(Collected data)
= = = =
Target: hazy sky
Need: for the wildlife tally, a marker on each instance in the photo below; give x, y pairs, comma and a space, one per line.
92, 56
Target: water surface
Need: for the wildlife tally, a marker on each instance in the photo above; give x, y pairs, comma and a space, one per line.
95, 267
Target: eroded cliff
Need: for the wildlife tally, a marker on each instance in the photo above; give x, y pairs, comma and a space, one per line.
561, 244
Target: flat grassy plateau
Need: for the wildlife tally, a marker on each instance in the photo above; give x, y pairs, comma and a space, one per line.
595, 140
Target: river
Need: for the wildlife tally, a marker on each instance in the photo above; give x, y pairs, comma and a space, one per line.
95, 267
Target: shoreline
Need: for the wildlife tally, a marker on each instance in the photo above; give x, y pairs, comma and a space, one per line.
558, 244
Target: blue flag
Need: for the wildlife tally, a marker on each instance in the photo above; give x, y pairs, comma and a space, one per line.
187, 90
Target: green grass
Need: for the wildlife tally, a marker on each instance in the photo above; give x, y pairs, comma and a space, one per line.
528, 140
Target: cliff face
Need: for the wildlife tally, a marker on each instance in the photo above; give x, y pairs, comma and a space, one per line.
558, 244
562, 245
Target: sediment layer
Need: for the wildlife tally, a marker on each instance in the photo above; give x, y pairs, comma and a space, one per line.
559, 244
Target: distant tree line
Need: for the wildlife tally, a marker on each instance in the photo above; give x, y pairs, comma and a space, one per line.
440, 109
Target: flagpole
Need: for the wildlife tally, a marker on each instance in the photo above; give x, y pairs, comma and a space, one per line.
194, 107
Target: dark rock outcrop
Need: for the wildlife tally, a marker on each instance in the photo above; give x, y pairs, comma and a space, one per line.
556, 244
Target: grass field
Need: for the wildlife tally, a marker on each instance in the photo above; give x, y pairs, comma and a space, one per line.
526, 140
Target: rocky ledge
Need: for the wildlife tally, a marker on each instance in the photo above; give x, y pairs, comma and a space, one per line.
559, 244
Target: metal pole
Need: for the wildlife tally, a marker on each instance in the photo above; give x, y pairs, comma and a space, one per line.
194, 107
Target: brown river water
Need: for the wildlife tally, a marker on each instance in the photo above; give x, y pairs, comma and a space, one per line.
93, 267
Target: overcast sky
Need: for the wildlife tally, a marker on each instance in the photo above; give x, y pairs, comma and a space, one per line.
= = = =
What is needed:
Transcribe the lines above between the line holding "Target: flat grassy plateau" and the line holding "Target: river", inclusive, exactly as they stand and with nothing added.

Solution to this exercise:
Target: flat grassy plateau
Need: for the wildlife tally, a marker on each instance in the photo above; give x, y pairs, comma and a space, one per line.
595, 140
Target: river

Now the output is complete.